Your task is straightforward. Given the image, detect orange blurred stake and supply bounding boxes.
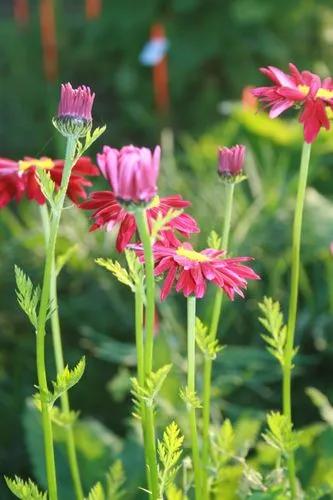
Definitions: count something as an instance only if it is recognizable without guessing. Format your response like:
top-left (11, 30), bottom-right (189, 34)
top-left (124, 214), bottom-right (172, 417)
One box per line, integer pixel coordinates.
top-left (13, 0), bottom-right (29, 26)
top-left (150, 24), bottom-right (170, 113)
top-left (39, 0), bottom-right (58, 82)
top-left (86, 0), bottom-right (102, 19)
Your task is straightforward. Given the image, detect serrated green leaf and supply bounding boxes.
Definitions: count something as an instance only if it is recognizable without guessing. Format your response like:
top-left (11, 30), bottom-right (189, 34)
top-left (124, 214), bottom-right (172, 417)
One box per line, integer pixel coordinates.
top-left (195, 318), bottom-right (224, 360)
top-left (5, 476), bottom-right (46, 500)
top-left (106, 460), bottom-right (126, 500)
top-left (15, 266), bottom-right (40, 328)
top-left (179, 387), bottom-right (202, 409)
top-left (36, 168), bottom-right (56, 207)
top-left (95, 258), bottom-right (136, 293)
top-left (87, 482), bottom-right (106, 500)
top-left (262, 412), bottom-right (299, 456)
top-left (157, 422), bottom-right (184, 498)
top-left (50, 356), bottom-right (86, 404)
top-left (74, 125), bottom-right (106, 160)
top-left (207, 230), bottom-right (221, 250)
top-left (131, 365), bottom-right (172, 414)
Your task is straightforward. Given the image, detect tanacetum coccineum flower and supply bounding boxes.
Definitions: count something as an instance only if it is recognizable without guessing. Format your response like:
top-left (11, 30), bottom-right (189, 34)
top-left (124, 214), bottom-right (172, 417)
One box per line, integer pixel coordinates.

= = =

• [Task objective]: Rewrite all the entries above, changing every "integer" to "whole-number" and leaving everything else as it is. Leave the pictures out.

• [Final result]:
Your task is straightforward. Given the image, detect orange blurred stake and supply bounding boxes.
Definitions: count something as an instance only if it is recognizable without guessing. Format your response like:
top-left (11, 30), bottom-right (189, 34)
top-left (124, 214), bottom-right (172, 417)
One box per line, whole-number pixel coordinates.
top-left (13, 0), bottom-right (29, 26)
top-left (150, 24), bottom-right (170, 113)
top-left (39, 0), bottom-right (58, 82)
top-left (86, 0), bottom-right (102, 19)
Your task is straightforward. Given the image, detect serrated green leaf and supply bounding boxes.
Definitions: count something as an instance only if it is recognizable without guessing. Format your response like:
top-left (11, 30), bottom-right (189, 34)
top-left (124, 214), bottom-right (172, 417)
One box per line, whole-number pixel coordinates.
top-left (195, 318), bottom-right (224, 360)
top-left (5, 476), bottom-right (46, 500)
top-left (106, 460), bottom-right (126, 500)
top-left (15, 266), bottom-right (40, 328)
top-left (179, 387), bottom-right (202, 409)
top-left (36, 168), bottom-right (56, 207)
top-left (95, 258), bottom-right (136, 293)
top-left (87, 482), bottom-right (106, 500)
top-left (262, 412), bottom-right (299, 456)
top-left (157, 422), bottom-right (184, 498)
top-left (50, 356), bottom-right (86, 404)
top-left (74, 125), bottom-right (106, 160)
top-left (207, 230), bottom-right (221, 250)
top-left (131, 365), bottom-right (172, 414)
Your task is straightforward. Given the image, detect tanacetum coccineum flower and supply bounding boxes.
Definitions: count something as an instance only if it is recognizable without guessing. Format your response like:
top-left (11, 30), bottom-right (189, 34)
top-left (124, 214), bottom-right (172, 417)
One box per line, whole-number pixel coordinates.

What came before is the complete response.